- **Problem details**:
Print every one of the rows below verbatim, with no alterations of any kind.

- **Data in this exercise**:
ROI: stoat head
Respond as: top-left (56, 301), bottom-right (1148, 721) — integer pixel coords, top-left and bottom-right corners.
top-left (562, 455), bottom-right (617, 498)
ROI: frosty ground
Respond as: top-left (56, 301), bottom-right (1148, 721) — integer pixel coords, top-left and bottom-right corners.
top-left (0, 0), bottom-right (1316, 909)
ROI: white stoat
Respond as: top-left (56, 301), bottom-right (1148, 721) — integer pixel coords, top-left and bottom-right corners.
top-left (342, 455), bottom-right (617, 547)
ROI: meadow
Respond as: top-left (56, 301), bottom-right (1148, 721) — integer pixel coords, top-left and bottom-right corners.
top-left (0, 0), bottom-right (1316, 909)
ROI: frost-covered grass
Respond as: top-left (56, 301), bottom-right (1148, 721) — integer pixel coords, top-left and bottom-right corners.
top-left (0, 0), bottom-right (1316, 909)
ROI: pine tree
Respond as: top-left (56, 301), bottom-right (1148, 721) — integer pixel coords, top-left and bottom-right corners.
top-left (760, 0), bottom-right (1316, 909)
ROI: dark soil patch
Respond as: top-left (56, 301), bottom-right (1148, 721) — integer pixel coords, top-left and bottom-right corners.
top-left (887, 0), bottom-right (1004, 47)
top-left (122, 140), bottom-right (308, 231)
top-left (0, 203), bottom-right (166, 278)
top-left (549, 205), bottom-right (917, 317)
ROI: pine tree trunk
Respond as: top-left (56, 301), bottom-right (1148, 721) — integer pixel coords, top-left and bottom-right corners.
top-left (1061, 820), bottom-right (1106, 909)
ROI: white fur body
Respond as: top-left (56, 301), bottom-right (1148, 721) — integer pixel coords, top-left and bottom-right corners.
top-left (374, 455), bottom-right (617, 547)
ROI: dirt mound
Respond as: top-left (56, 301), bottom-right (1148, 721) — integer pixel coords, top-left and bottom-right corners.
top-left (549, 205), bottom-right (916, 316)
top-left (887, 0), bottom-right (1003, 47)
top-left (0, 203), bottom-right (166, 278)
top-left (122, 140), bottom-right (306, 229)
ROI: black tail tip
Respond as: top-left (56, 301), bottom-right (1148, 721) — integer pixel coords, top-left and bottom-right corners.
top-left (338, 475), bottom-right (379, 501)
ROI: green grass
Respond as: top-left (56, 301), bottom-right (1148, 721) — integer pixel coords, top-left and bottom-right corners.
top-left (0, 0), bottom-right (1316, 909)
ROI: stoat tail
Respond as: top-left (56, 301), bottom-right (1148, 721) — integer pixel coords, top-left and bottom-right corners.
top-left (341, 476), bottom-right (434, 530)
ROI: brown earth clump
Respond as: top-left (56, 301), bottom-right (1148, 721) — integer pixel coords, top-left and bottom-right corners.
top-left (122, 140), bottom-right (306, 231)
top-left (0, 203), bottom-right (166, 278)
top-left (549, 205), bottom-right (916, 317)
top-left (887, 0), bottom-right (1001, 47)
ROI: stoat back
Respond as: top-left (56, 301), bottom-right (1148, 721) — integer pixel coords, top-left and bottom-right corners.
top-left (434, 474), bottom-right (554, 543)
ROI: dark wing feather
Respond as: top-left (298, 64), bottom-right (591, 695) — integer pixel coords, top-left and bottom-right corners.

- **Final answer**:
ROI: stoat head
Respond as: top-left (56, 301), bottom-right (1148, 721) — integer pixel coords, top-left and bottom-right corners.
top-left (562, 455), bottom-right (617, 498)
ROI: frosty ground
Respond as: top-left (56, 301), bottom-right (1148, 721) — integer pixel coords, top-left and bottom-right corners.
top-left (0, 0), bottom-right (1316, 909)
ROI: white stoat
Respond as: top-left (56, 301), bottom-right (1148, 721) — integer pixel coords, top-left and bottom-right corners.
top-left (342, 455), bottom-right (617, 547)
ROI: meadow
Respond as: top-left (56, 301), bottom-right (1148, 721) — integer pixel coords, top-left and bottom-right corners.
top-left (0, 0), bottom-right (1316, 909)
ROI: frost-covered grass
Respond as: top-left (56, 301), bottom-right (1148, 721) — integer pixel coords, top-left and bottom-right corners.
top-left (0, 0), bottom-right (1316, 909)
ROI: pine tree
Respond as: top-left (56, 301), bottom-right (1148, 721) — integer pixel coords, top-left and bottom-right corners.
top-left (760, 0), bottom-right (1316, 909)
ROI: dark soil patch
Respond as: top-left (56, 301), bottom-right (1148, 721) — integer pixel coords, top-left and bottom-right corners.
top-left (887, 0), bottom-right (1004, 47)
top-left (122, 140), bottom-right (308, 231)
top-left (0, 203), bottom-right (166, 278)
top-left (549, 205), bottom-right (917, 317)
ROI: pine tree trunk
Respond as: top-left (56, 301), bottom-right (1148, 721) — integer pixel coords, top-left and bottom-right corners.
top-left (1061, 820), bottom-right (1106, 909)
ROI: white fur body
Respond as: top-left (56, 301), bottom-right (1148, 721) — integer pixel coords, top-left and bottom-right corners.
top-left (374, 455), bottom-right (617, 547)
ROI: dirt mound
Respond as: top-left (56, 301), bottom-right (1148, 721) — integer pixel coords, top-left and bottom-right corners.
top-left (549, 205), bottom-right (916, 316)
top-left (887, 0), bottom-right (1003, 47)
top-left (0, 203), bottom-right (166, 278)
top-left (122, 140), bottom-right (306, 229)
ROI: black tail tip
Respond as: top-left (56, 301), bottom-right (1148, 721) — integer pixel coords, top-left and bottom-right corners.
top-left (338, 475), bottom-right (379, 501)
ROI: green grass
Respond as: top-left (56, 301), bottom-right (1148, 721) — integer pixel coords, top-left and bottom-right corners.
top-left (0, 0), bottom-right (1316, 909)
ROI: stoat tail
Respond as: top-left (56, 301), bottom-right (1148, 721) — integer pixel coords, top-left and bottom-right corners.
top-left (341, 476), bottom-right (434, 530)
ROI: brown earth clump
Respond as: top-left (56, 301), bottom-right (1148, 721) — integer pixel coords, top-left and bottom-right corners.
top-left (122, 140), bottom-right (306, 231)
top-left (0, 203), bottom-right (166, 278)
top-left (549, 205), bottom-right (916, 317)
top-left (887, 0), bottom-right (1001, 47)
ROI: stoat back
Respond as: top-left (56, 301), bottom-right (1148, 721) — integer pixel coords, top-left and bottom-right corners.
top-left (434, 474), bottom-right (554, 543)
ROI: dark wing feather
Respond as: top-left (298, 64), bottom-right (591, 695) — integer pixel coords, top-left and bottom-right corners.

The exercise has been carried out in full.